──────── Excerpted passage ────────
All of lore.kernel.org
 help / color / mirror / Atom feed
From: "Nadav Har'El" <nyh@math.technion.ac.il>
To: Avi Kivity <avi@redhat.com>
Cc: kvm@vger.kernel.org
Subject: Re: [PATCH 5/24] Introduce vmcs12: a VMCS structure for L1
Date: Tue, 22 Jun 2010 17:54:41 +0300	[thread overview]
Message-ID: <20100622145441.GA23496@fermat.math.technion.ac.il> (raw)
In-Reply-To: <4C15E95D.9000300@redhat.com>

Hi,

On Mon, Jun 14, 2010, Avi Kivity wrote about "Re: [PATCH 5/24] Introduce vmcs12: a VMCS structure for L1":
> On 06/13/2010 03:25 PM, Nadav Har'El wrote:
> >+#define VMCS12_REVISION 0x11e57ed0
> >   
> 
> Where did this number come from?  It's not from real hardware, yes?

Since obviously this wasn't self-explanatory, I added the explanation in
a comment.

> >+struct __attribute__ ((__packed__)) vmcs12 {
> >   
> 
> __packed is a convenient define for this.

Thanks, I wasn't aware of this macro. I'm using it now.

> >+	/* According to the Intel spec, a VMCS region must start with the
> >+	 * following two fields. Then follow implementation-specific data.
> >+	 */
> >+	u32 revision_id;
> >+	u32 abort;
> >+};
> >   
> 
> Note that this structure becomes an ABI, it cannot change except in a 
> backward compatible way due to the need for live migration.  So I'd like 
> a documentation patch that adds a description of the content to 
> Documentation/kvm/.  It can be as simple as listing the structure 
> definition.

I still have reservation about documenting the vmcs12 structure, because
it is explicitly not meant to be accessible by guests, who should use the
VMREAD/VMWRITE ABI which *is* documented (in the VMX spec). But since you
prefer, I can easily copy the structure definition into Doucmentation/kvm.
I'll add it as a separate patch.

> >+static struct page *nested_get_page(struct kvm_vcpu *vcpu, u64 vmcs_addr)
──────── Recorded data ────────
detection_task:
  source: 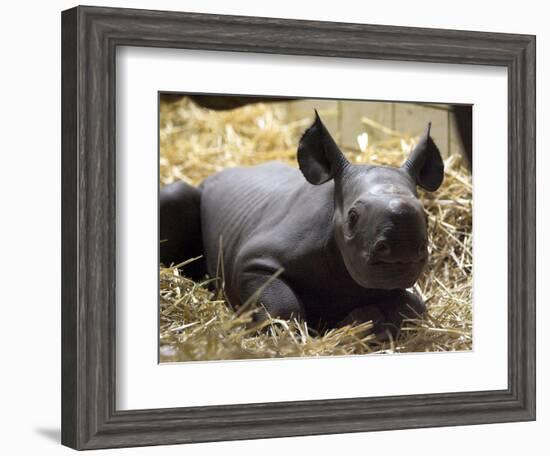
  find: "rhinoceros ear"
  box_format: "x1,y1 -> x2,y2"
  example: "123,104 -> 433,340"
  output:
298,110 -> 348,185
402,122 -> 443,192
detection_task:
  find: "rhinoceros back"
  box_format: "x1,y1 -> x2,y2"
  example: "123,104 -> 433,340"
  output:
200,162 -> 309,302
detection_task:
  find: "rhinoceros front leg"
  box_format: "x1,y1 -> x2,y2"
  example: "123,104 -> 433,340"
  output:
240,272 -> 306,321
380,290 -> 426,333
340,290 -> 426,341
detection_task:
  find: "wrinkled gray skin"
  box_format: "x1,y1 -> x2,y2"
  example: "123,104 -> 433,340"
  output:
161,110 -> 443,339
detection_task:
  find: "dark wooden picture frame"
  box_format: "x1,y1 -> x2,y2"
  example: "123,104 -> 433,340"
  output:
62,7 -> 535,449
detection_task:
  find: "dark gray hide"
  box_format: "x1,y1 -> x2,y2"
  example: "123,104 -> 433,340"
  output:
161,114 -> 443,337
196,115 -> 443,333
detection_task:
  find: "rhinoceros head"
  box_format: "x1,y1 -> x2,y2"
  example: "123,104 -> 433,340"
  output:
298,112 -> 443,289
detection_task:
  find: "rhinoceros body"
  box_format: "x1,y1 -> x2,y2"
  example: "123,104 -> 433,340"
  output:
160,116 -> 443,335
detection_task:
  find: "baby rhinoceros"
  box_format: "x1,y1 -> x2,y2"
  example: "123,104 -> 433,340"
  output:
161,112 -> 443,339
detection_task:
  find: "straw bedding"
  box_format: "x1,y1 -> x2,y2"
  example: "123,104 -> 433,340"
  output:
159,98 -> 472,362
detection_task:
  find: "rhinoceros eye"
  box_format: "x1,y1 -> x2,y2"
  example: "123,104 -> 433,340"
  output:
348,209 -> 359,230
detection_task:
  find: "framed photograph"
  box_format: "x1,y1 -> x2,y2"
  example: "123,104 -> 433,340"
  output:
62,7 -> 536,449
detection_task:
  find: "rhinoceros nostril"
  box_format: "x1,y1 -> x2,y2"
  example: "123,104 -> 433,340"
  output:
418,241 -> 428,258
372,240 -> 391,257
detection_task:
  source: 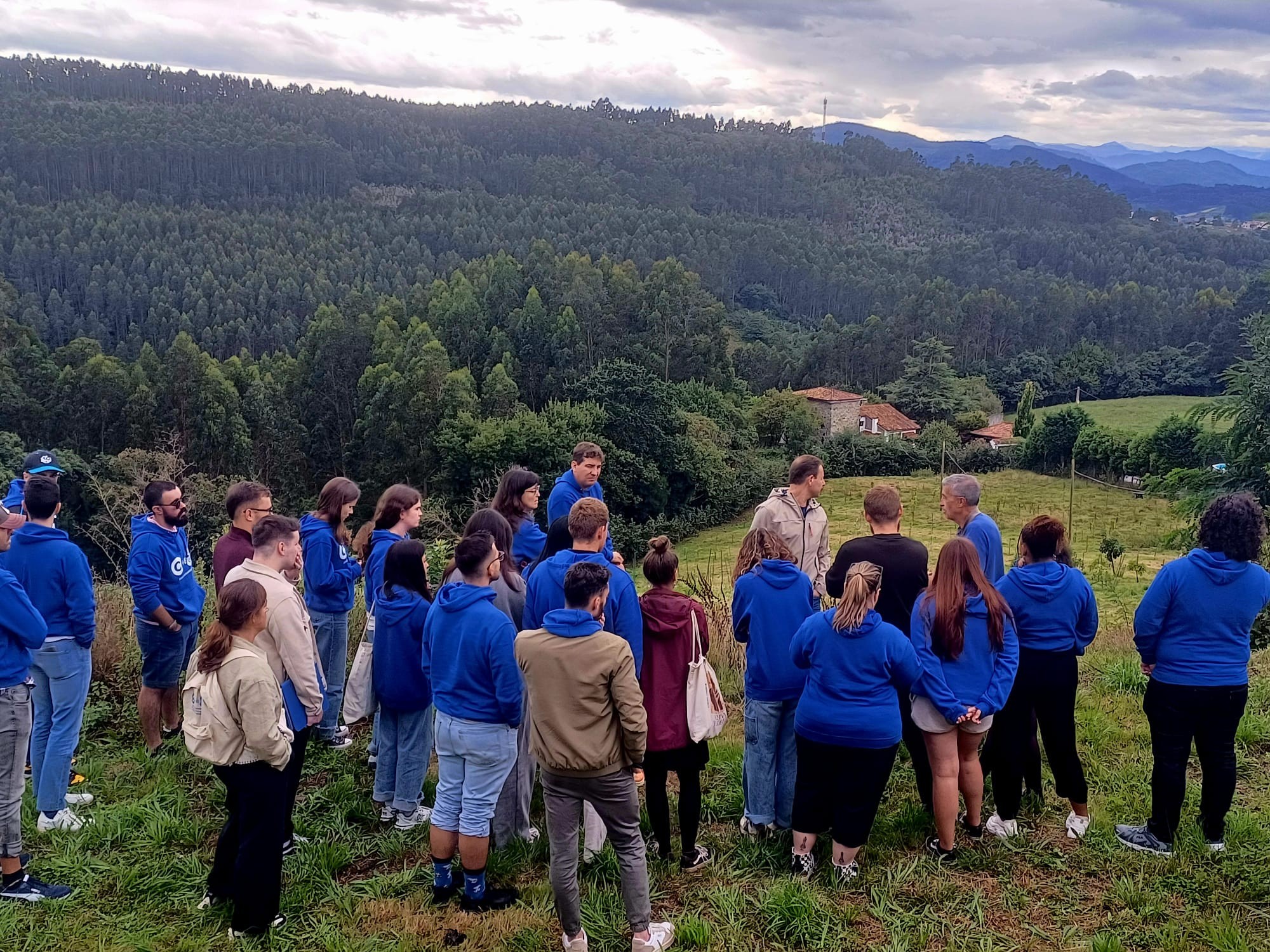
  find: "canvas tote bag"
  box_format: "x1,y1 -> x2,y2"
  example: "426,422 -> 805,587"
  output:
688,612 -> 728,744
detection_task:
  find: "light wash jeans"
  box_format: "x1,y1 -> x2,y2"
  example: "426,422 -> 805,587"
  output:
434,711 -> 516,836
740,697 -> 798,830
375,704 -> 436,815
30,638 -> 93,814
309,608 -> 348,740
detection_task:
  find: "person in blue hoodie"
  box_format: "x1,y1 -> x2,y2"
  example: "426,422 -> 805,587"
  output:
522,499 -> 644,674
987,515 -> 1099,839
5,476 -> 97,833
547,442 -> 626,571
790,562 -> 922,883
371,539 -> 433,830
128,480 -> 207,757
300,476 -> 362,750
732,528 -> 818,836
1115,493 -> 1270,856
909,538 -> 1019,861
3,449 -> 66,513
423,532 -> 525,913
344,482 -> 423,764
940,472 -> 1006,585
0,505 -> 71,902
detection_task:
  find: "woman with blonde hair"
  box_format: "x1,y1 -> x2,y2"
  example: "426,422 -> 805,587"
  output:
790,562 -> 922,883
732,529 -> 815,836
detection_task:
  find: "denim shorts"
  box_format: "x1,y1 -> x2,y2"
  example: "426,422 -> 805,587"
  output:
137,618 -> 198,689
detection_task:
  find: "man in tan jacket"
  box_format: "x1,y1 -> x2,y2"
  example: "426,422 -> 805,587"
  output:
225,513 -> 323,856
516,562 -> 674,952
749,456 -> 831,602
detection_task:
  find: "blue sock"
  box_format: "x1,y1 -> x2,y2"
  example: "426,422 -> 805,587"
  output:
464,867 -> 485,900
432,857 -> 455,890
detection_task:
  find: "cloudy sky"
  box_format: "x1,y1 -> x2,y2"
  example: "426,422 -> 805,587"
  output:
0,0 -> 1270,149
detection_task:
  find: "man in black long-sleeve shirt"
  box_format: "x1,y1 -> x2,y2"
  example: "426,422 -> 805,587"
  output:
824,485 -> 931,812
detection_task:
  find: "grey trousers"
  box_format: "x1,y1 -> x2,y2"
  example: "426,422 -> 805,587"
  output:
542,770 -> 652,935
490,692 -> 538,848
0,684 -> 33,859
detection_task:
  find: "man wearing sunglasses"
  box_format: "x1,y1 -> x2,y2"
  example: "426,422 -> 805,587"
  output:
128,480 -> 207,757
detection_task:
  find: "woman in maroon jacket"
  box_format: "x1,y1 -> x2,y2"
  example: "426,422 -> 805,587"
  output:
639,536 -> 710,872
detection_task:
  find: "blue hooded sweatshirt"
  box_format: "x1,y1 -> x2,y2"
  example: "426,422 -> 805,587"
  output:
1133,548 -> 1270,687
997,562 -> 1099,655
732,559 -> 817,701
790,608 -> 922,749
542,468 -> 612,564
522,548 -> 644,675
371,588 -> 432,711
0,571 -> 48,688
128,513 -> 207,625
363,529 -> 405,627
422,581 -> 525,727
956,513 -> 1006,585
909,592 -> 1019,724
512,515 -> 547,572
5,522 -> 97,647
300,513 -> 362,613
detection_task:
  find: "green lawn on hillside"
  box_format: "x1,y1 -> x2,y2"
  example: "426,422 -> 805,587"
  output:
1007,396 -> 1231,434
7,473 -> 1270,952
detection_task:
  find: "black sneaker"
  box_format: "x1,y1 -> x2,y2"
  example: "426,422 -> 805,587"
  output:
0,873 -> 71,902
458,886 -> 521,913
926,834 -> 958,863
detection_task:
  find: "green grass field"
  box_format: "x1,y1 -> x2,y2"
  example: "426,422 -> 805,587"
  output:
10,473 -> 1270,952
1008,396 -> 1229,434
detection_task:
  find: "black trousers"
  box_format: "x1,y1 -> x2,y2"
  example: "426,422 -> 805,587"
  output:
282,727 -> 314,843
207,762 -> 287,932
794,735 -> 899,849
1142,678 -> 1248,843
992,649 -> 1090,820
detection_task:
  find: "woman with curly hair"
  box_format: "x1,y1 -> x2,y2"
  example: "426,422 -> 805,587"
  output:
1115,493 -> 1270,856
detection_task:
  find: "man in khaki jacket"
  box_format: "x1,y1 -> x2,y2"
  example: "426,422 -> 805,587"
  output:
749,456 -> 831,602
225,513 -> 323,856
516,562 -> 674,952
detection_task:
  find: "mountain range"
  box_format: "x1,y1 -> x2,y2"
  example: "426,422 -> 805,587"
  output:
813,122 -> 1270,218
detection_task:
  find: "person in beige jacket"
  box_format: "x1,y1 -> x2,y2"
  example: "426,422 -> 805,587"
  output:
749,456 -> 832,604
516,561 -> 674,952
183,579 -> 292,938
225,513 -> 323,856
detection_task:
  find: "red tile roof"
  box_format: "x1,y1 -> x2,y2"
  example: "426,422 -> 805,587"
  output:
860,404 -> 921,433
794,387 -> 864,404
970,423 -> 1015,439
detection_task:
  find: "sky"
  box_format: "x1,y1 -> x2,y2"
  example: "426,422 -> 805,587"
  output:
0,0 -> 1270,149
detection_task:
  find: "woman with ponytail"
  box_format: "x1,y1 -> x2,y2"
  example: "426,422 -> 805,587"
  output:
182,579 -> 292,938
911,538 -> 1019,861
790,562 -> 922,883
639,536 -> 710,872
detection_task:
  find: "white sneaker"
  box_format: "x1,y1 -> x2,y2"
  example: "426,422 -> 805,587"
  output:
1067,810 -> 1091,839
983,814 -> 1019,839
392,806 -> 432,830
631,923 -> 674,952
36,809 -> 93,833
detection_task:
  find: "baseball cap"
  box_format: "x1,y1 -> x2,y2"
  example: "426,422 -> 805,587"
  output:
22,449 -> 66,476
0,505 -> 27,531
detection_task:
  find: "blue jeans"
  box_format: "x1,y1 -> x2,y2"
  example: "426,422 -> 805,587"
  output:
30,638 -> 93,814
375,704 -> 434,814
740,697 -> 798,829
434,711 -> 516,836
309,608 -> 348,740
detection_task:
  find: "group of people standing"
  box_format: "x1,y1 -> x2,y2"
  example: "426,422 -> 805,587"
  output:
0,443 -> 1270,952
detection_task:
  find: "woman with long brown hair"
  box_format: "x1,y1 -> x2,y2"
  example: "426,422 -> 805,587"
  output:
300,476 -> 362,749
911,537 -> 1019,859
183,579 -> 292,938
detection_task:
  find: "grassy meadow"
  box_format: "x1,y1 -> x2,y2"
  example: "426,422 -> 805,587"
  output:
0,472 -> 1270,952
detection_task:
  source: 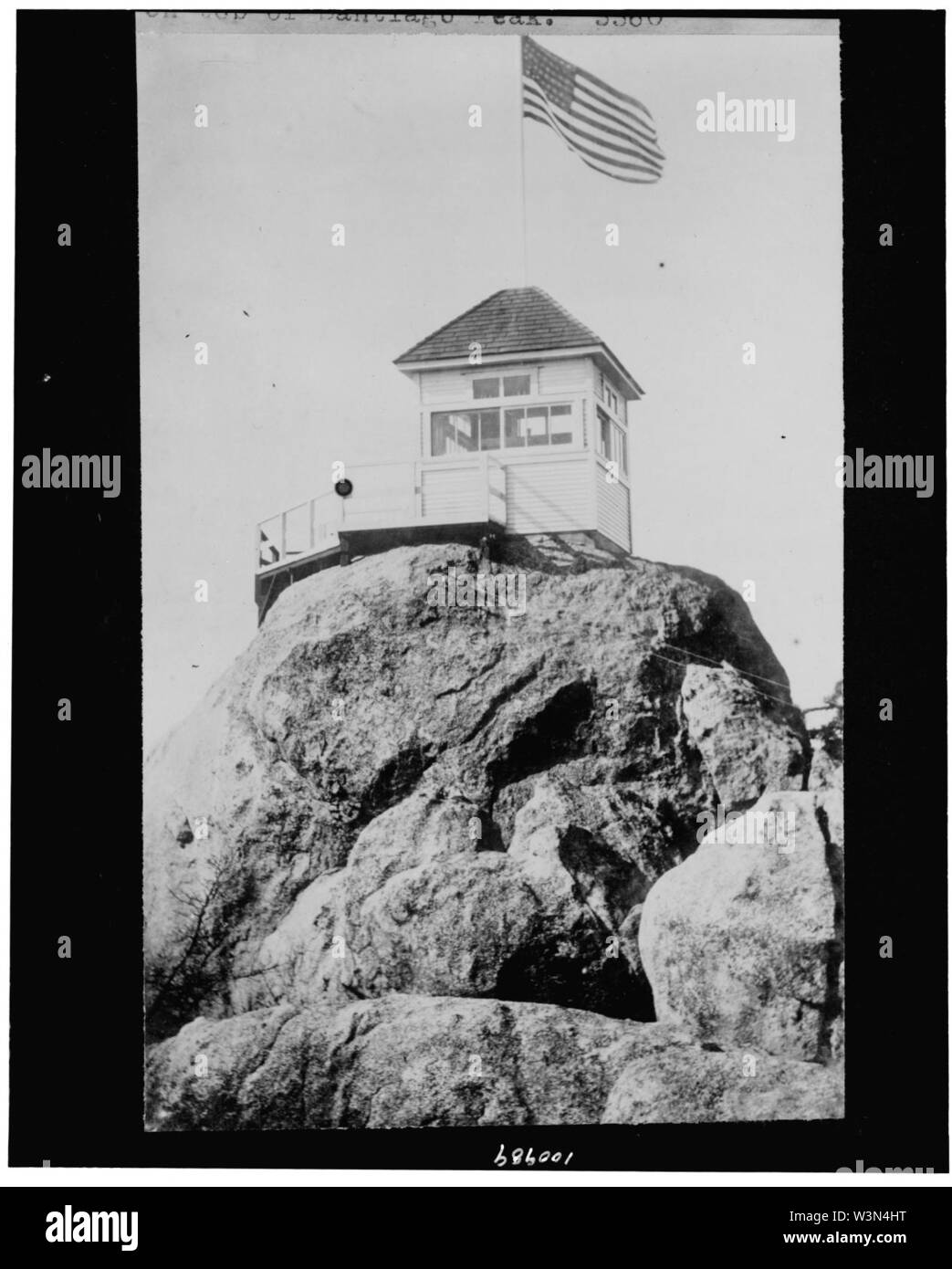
────────
What you have to do: Can you copy everything from "On Mon, Jun" down to "define for this." in the vmcs12 patch discussion, word for word?

Reply to the exercise:
On Mon, Jun 14, 2010, Avi Kivity wrote about "Re: [PATCH 5/24] Introduce vmcs12: a VMCS structure for L1":
> On 06/13/2010 03:25 PM, Nadav Har'El wrote:
> >+#define VMCS12_REVISION 0x11e57ed0
> >   
> 
> Where did this number come from?  It's not from real hardware, yes?

Since obviously this wasn't self-explanatory, I added the explanation in
a comment.

> >+struct __attribute__ ((__packed__)) vmcs12 {
> >   
> 
> __packed is a convenient define for this.